-- Start of SOURCE DATA --
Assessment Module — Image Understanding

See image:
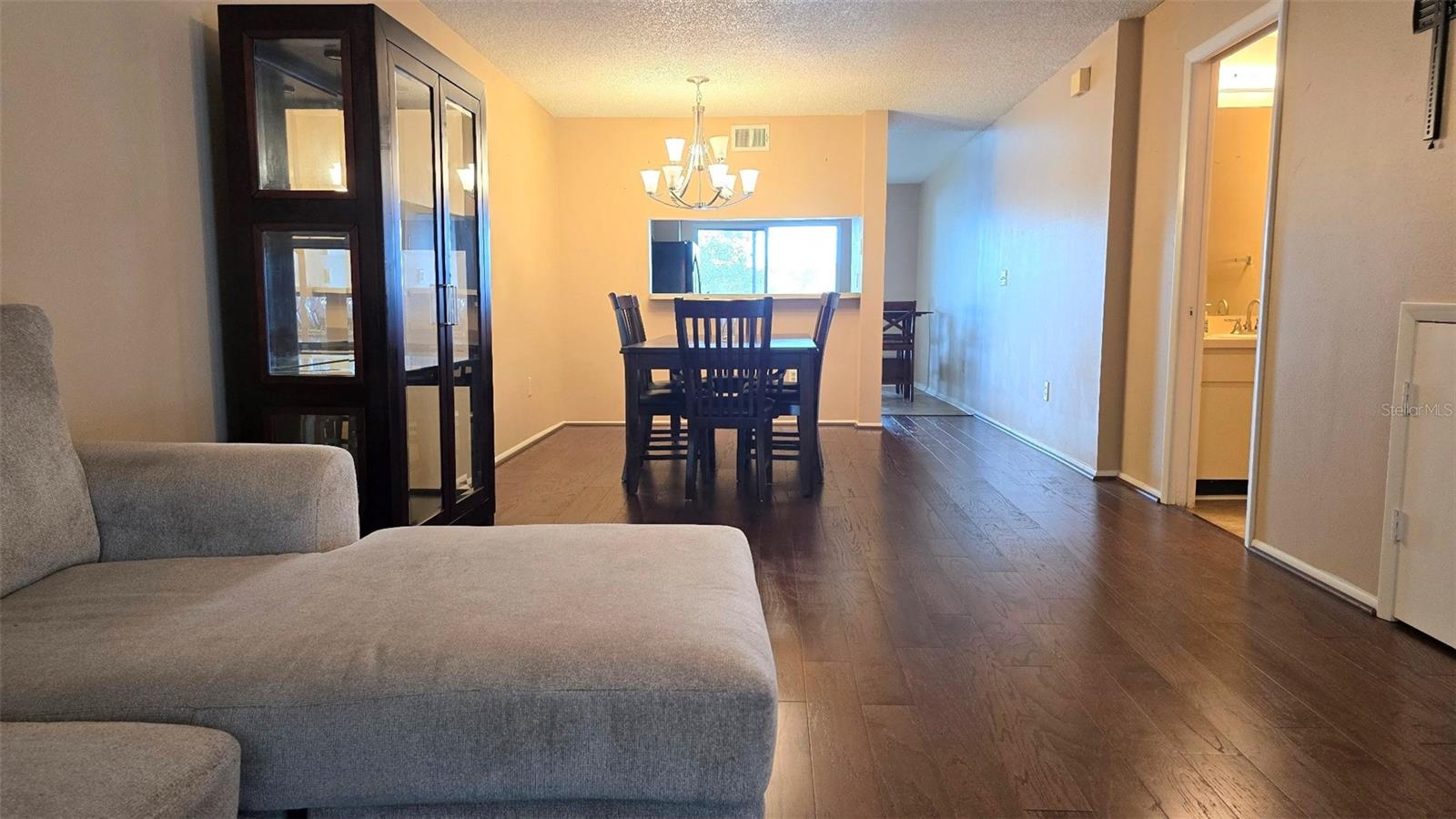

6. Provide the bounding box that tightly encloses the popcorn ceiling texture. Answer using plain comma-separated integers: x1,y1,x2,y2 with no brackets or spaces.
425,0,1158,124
-- End of SOURCE DATA --
-- Start of SOURCE DATA --
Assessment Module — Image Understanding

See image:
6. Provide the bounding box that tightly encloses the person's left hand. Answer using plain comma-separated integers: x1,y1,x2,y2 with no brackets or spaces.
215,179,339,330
-- End of SOURCE DATA --
Pick out each line of the records that contains the word "plain", treating uppercase and lowercase as different.

6. Provide the bounding box that tightly encloses the popcorn ceiling texture. Answer using plain comma-separated integers: x1,y1,x2,y2 with no brackets or spaces.
6. Provide the bounding box that tightly encloses the person's left hand. Answer using plain comma-separated integers: x1,y1,x2,y2 with no brackets or spaces.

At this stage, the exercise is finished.